- _Objective_
Can you rewrite the listing below with every "gripper" swapped for "robotic arm" and nothing else changed?

begin Stored data

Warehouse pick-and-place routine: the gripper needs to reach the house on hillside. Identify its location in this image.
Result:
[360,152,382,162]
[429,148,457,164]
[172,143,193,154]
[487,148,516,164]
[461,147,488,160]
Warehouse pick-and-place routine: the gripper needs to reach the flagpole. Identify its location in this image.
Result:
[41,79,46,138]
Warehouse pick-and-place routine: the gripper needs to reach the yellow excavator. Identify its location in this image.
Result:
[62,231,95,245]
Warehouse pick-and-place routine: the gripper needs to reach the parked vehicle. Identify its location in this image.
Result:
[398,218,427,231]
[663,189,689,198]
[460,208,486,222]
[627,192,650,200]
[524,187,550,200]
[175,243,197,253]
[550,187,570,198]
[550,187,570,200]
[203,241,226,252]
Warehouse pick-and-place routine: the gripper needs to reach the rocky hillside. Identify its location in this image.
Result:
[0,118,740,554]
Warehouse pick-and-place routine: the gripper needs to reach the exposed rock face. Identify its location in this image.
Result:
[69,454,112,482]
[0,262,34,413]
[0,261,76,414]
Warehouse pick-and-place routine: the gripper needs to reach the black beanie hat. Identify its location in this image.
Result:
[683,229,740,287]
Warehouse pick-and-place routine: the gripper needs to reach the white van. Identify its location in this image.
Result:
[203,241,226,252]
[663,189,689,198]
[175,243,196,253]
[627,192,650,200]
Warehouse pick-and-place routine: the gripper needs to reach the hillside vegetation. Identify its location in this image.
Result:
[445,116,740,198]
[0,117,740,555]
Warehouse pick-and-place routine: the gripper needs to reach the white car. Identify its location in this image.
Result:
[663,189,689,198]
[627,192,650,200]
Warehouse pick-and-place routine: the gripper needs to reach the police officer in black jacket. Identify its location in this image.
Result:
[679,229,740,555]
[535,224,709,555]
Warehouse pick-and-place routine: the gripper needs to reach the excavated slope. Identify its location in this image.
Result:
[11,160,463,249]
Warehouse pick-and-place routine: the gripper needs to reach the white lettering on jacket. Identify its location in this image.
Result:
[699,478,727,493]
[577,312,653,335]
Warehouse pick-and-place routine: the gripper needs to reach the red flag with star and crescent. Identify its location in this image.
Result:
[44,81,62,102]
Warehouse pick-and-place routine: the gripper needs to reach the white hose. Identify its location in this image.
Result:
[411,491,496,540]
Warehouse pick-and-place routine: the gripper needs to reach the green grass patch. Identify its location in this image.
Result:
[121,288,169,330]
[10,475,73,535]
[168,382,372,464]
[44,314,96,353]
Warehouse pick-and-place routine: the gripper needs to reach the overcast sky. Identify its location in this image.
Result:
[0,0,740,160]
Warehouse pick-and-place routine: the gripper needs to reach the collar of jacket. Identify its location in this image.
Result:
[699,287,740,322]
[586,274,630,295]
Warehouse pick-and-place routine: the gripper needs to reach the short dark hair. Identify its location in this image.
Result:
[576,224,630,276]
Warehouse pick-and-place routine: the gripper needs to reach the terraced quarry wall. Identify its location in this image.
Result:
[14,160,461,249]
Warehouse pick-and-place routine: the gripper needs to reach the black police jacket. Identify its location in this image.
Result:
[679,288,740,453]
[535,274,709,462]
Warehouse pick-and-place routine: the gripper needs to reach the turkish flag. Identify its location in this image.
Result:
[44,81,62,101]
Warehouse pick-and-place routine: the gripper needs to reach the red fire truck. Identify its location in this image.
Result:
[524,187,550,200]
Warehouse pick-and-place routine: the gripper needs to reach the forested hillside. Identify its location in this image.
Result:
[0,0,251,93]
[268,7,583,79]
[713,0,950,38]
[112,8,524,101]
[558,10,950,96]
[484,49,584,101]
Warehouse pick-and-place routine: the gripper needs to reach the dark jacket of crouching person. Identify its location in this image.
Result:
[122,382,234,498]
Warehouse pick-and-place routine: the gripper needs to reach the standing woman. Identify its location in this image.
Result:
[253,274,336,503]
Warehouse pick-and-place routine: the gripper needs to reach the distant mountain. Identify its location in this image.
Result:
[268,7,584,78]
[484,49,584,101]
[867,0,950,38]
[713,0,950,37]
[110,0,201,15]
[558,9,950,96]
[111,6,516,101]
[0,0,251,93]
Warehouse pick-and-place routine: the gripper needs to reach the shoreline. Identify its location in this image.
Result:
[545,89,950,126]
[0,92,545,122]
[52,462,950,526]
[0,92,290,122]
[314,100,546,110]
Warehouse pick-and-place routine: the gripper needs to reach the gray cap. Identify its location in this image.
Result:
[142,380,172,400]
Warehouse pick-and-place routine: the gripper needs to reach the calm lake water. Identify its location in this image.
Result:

end Stored data

- _Solution below_
Warehouse pick-and-place routine: the robotic arm needs to reach the house on hillside. Identify its location in this image.
Result:
[360,152,382,162]
[429,148,457,164]
[172,143,193,154]
[487,148,516,164]
[461,147,488,160]
Warehouse pick-and-place routine: the robotic arm needs to reach the flagpole. Identify its location in this image.
Result:
[41,79,46,138]
Warehouse pick-and-place routine: the robotic arm needs to reach the yellow excavator. Identify its location in this image.
Result:
[62,231,95,245]
Warehouse pick-and-place routine: the robotic arm needs to reach the parked vehicle. Identify its location in this image.
Result:
[398,218,427,231]
[663,189,689,198]
[460,208,486,222]
[627,192,650,200]
[524,187,550,200]
[175,243,197,253]
[550,187,570,198]
[550,187,570,200]
[203,241,226,252]
Warehouse pick-and-place routine: the robotic arm needs to reach the rocky hillside. Identify its location in this image.
Result:
[0,118,740,554]
Warehouse pick-and-place routine: the robotic arm needs to reach the exposed rock face. Identify its location in this image.
Result:
[69,454,112,482]
[0,262,34,413]
[0,261,76,414]
Warehouse pick-and-place routine: the robotic arm needs to reach the black beanie hat. Identify its location in this image.
Result:
[683,229,740,287]
Warehouse pick-and-place routine: the robotic arm needs to reach the white van. Identify its location in this image.
Result:
[203,241,226,252]
[663,189,689,198]
[175,243,196,253]
[627,192,650,200]
Warehouse pick-and-place routine: the robotic arm needs to reach the hillside vegetation. Identify its location in this image.
Result:
[445,116,740,198]
[0,117,740,555]
Warehouse pick-and-place routine: the robotic arm needs to reach the white car. Identify its location in this image.
Result:
[663,189,689,198]
[627,192,650,200]
Warehouse pick-and-place routine: the robotic arm needs to reach the police officer in black jacket. Identify its location in this image.
Result:
[679,229,740,555]
[535,224,709,555]
Warehouse pick-and-place routine: the robotic arm needs to reach the excavated slope. Identify its location in this image.
Result:
[11,160,463,249]
Warehouse pick-and-place routine: the robotic arm needs to reach the white lettering on jacket. Identify its location in this image.
Result:
[699,478,727,493]
[577,312,653,335]
Warehouse pick-and-place routine: the robotic arm needs to reach the red flag with star and crescent. Identify its location in this image.
Result:
[44,81,62,102]
Warehouse pick-and-place routine: the robotic arm needs to reach the white hose. Identify its location in this image.
Result:
[411,491,496,540]
Warehouse pick-and-place routine: the robotic arm needs to reach the green grass patch. Identify its location in this image.
Result:
[121,288,169,330]
[10,475,73,535]
[168,382,372,464]
[44,314,96,353]
Warehouse pick-and-place routine: the robotic arm needs to reach the overcast sky. Identify its location in this image.
Result:
[0,0,740,160]
Warehouse pick-and-place routine: the robotic arm needs to reach the collar of jacket. Identify its location in this image.
Result:
[699,287,740,322]
[586,274,630,295]
Warehouse pick-and-place routine: the robotic arm needs to reach the short dark hair. Identify its location in this image.
Result:
[576,224,630,276]
Warehouse pick-and-place routine: the robotic arm needs to reach the terraced quarry wall. Identify its location in this image.
Result:
[14,160,461,249]
Warehouse pick-and-place routine: the robotic arm needs to reach the black police jacket. Identify its location in this image.
Result:
[679,288,740,453]
[535,274,709,462]
Warehouse pick-and-place routine: the robotic arm needs to reach the turkish flag. Identify its location in this image.
Result:
[44,81,62,101]
Warehouse pick-and-place routine: the robotic arm needs to reach the red fire truck. Identify its location in this image.
Result:
[524,187,550,200]
Warehouse pick-and-place routine: the robotic arm needs to reach the forested hillside. Identify its location in this image.
Result:
[0,0,251,93]
[268,7,583,79]
[713,0,950,38]
[112,8,524,101]
[558,10,950,96]
[484,49,584,101]
Warehouse pick-and-place routine: the robotic arm needs to reach the dark jacket of crouching person. Identify its location in this image.
Result:
[122,382,234,498]
Warehouse pick-and-place routine: the robotic arm needs to reach the standing woman. Identify its location in this image.
Result:
[253,274,336,503]
Warehouse pick-and-place routine: the robotic arm needs to reach the distant mountain. Identify its location in this image.
Result:
[268,7,584,78]
[484,49,584,101]
[867,0,950,38]
[713,0,950,37]
[110,0,201,15]
[558,9,950,96]
[111,6,516,101]
[0,0,251,93]
Warehouse pick-and-place routine: the robotic arm needs to reach the shoreline. Identify its location in this image.
Result:
[545,89,950,126]
[0,92,545,122]
[52,462,950,526]
[0,92,290,122]
[314,100,546,110]
Warehouse pick-and-place routine: the robotic arm needs to reach the gray cap. Identify its location in this image.
Result:
[142,380,172,400]
Warehouse pick-and-place routine: the robotic arm needs to reach the calm lake water. Identify its location in this image.
Result:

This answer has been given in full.